### Exercise requirements
Rewrite the listing below, replacing every "component" with "system" and keeping everything else unchanged.

# Start of Dataset records

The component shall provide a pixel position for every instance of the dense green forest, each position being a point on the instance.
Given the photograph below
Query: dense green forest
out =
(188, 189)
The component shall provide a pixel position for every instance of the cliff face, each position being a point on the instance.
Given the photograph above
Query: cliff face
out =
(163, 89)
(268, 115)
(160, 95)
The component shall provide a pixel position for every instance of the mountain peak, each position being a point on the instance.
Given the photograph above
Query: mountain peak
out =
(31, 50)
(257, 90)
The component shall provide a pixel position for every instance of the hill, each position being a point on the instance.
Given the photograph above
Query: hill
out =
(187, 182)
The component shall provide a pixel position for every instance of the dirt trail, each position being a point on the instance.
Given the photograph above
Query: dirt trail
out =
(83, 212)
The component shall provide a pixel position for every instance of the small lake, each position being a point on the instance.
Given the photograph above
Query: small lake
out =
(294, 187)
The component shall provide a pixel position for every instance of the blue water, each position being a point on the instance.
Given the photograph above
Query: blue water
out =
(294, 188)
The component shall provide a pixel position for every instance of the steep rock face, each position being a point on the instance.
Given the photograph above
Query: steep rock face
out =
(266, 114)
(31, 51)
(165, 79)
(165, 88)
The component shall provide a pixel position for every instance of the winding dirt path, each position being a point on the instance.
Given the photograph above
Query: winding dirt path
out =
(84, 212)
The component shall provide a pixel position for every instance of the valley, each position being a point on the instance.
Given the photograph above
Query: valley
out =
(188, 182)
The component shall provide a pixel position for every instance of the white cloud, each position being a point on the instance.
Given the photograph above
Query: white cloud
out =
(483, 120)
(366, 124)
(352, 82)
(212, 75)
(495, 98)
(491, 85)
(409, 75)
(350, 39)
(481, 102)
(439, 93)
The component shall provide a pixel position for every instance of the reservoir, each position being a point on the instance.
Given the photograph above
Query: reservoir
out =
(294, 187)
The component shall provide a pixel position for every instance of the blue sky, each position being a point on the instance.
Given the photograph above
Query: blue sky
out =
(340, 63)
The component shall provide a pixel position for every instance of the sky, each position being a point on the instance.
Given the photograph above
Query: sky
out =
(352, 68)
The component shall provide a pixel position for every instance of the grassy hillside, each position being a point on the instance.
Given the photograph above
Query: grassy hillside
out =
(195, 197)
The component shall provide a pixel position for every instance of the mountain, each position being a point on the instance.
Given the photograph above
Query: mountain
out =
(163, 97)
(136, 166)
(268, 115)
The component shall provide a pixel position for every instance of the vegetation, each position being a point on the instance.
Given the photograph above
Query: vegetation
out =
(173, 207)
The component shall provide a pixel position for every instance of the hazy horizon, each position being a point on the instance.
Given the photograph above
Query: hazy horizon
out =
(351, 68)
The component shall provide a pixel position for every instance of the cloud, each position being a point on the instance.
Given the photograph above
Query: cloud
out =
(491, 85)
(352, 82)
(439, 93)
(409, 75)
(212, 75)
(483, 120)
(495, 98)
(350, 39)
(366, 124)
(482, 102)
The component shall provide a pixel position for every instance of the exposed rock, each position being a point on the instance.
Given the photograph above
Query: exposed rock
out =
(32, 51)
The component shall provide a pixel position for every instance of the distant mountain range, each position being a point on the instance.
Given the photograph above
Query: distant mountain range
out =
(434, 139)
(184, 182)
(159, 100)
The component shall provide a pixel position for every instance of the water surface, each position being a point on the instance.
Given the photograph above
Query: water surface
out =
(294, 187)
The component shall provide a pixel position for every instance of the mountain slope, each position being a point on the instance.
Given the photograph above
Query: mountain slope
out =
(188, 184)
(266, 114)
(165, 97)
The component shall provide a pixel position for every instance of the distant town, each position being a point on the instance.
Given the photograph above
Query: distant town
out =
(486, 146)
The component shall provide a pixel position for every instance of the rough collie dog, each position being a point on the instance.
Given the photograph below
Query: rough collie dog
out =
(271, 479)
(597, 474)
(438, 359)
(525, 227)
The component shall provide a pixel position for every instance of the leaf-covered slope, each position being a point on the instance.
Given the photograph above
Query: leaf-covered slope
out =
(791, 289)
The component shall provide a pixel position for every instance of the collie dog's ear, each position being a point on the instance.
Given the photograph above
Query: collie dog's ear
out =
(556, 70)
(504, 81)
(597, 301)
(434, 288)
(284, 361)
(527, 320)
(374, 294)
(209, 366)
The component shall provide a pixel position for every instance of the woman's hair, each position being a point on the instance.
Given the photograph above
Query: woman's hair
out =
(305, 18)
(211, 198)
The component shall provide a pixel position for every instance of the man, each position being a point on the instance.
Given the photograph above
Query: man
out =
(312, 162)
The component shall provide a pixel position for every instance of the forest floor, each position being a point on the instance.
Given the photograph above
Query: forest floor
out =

# End of Dataset records

### Expected answer
The system shall provide a pixel position for every instance of the dense green forest, each position being a point on the instance.
Given the photograph below
Query: dense green forest
out =
(188, 189)
The system shall provide a pixel position for every instance of the cliff face, each position being a point on the instance.
Given the photograph above
Query: cliff face
out =
(163, 89)
(268, 115)
(160, 95)
The system shall provide a pixel position for every instance of the mountain peak, each position being a point on the instance.
Given the photograph above
Query: mountain peak
out =
(31, 50)
(257, 90)
The system shall provide a pixel position for every instance of the hill, each position being a point on the instance.
Given the photograph above
Query: hill
out =
(187, 182)
The system shall provide a pixel position for every instance of the dirt trail, each position being a point on the instance.
Given the photograph above
Query: dirt trail
out =
(83, 212)
The system shall provide a pixel position for every instance of the small lake, each position being a point on the instance.
Given the photograph above
Query: small lake
out =
(294, 187)
The system shall provide a pixel position for every instance of the blue water, each position being a point on the instance.
Given the photograph above
Query: blue water
out =
(294, 188)
The system shall provide a pixel position for every instance of the steep rock face, each position being a point on the instance.
Given the photograph above
Query: steep rock face
out =
(266, 114)
(31, 51)
(165, 79)
(165, 88)
The system shall provide a pixel position for every instance of the winding dirt path, each position being a point on the instance.
Given the photograph above
Query: winding dirt path
out =
(84, 212)
The system shall provide a pixel position for every instance of the valley, each position being a point on the instance.
Given the photograph above
Query: valley
out =
(188, 182)
The system shall provide a pixel position for every instance of the white cloud, each position being a point on the instance.
Given the photograph above
Query: white cloud
out =
(483, 120)
(366, 124)
(352, 82)
(212, 75)
(495, 98)
(491, 85)
(409, 75)
(350, 39)
(481, 102)
(439, 93)
The system shall provide a pixel position for every instance of the reservoir, each position being a point on the instance.
Given the photograph above
Query: reservoir
out =
(294, 187)
The system shall provide a pixel position for every instance of the blue sky, each position being a point on the instance.
Given the photograph above
Query: blue sky
out =
(340, 63)
The system shall provide a pixel position for every instance of the sky, each position being a point on the instance.
Given the photograph above
Query: sky
out =
(352, 68)
The system shall provide a pixel position for every instance of the grassy hillside, each position being a point on the instance.
Given the photograph above
Query: grassy hillside
out =
(195, 197)
The system shall provide a pixel position for every instance of the mountain, each position being a point on the instance.
Given the photograph above
Query: mountain
out =
(163, 97)
(136, 166)
(268, 115)
The system shall provide a pixel position for every instance of the vegetation, each position being a point on the instance.
Given the photograph above
Query: vegetation
out =
(173, 207)
The system shall provide a pixel position for every instance of the hazy horizon, each position being a point on the instance.
Given the photograph above
Query: hazy horizon
out =
(351, 68)
The system shall provide a pixel position for every instance of the cloud, each position being a point on the instance.
Given the photograph above
Query: cloud
out =
(491, 85)
(352, 82)
(439, 93)
(409, 75)
(212, 75)
(483, 120)
(495, 98)
(350, 39)
(366, 124)
(482, 102)
The system shall provide a pixel position for every instance of the exposed rock, each position being a point on the instance.
Given the photograph above
Query: exposed rock
out =
(32, 51)
The system shall provide a pixel position for every instance of the distant mountain range, each position being a point on the instance.
Given the photograph above
Query: distant mountain range
out =
(434, 139)
(184, 182)
(159, 100)
The system shall provide a pixel position for every instance of the water surface, each position being a point on the instance.
Given the photograph above
Query: water surface
out =
(294, 187)
The system shall provide a pixel position for every instance of the mountain slope, each position being a point on the instance.
Given the photograph above
Query: mountain slope
out =
(188, 184)
(266, 114)
(165, 97)
The system shall provide a pixel position for every instance of the distant town, each position being a point on the instance.
Given the photograph above
Query: distant town
out =
(486, 146)
The system shall provide a pixel position for every instance of the rough collie dog, each position being a point on the instance.
Given the photograph below
Query: rough collie dog
out =
(271, 479)
(597, 474)
(438, 359)
(525, 227)
The system shall provide a pixel position for every instance of the leaf-covered slope, each position being a point on the instance.
Given the photograph above
Query: leaf-covered slope
out =
(791, 289)
The system shall provide a pixel position for every instance of the collie dog's ear, each position being a point on the instance.
Given the photograph above
Query: collie dog's ear
out =
(556, 70)
(504, 81)
(597, 301)
(434, 288)
(284, 361)
(527, 320)
(374, 294)
(209, 366)
The system shall provide a pixel position for every instance of the woman's hair, each position being a point on the instance.
Given the photograph above
Query: woman's hair
out =
(305, 18)
(211, 198)
The system shall provide a pixel position for every instance of the man, each position being a point on the instance.
Given the photograph above
Query: man
out =
(312, 162)
The system shall provide a pixel position for every instance of the forest floor, each position being a point on the instance.
Given the photograph above
Query: forest floor
out =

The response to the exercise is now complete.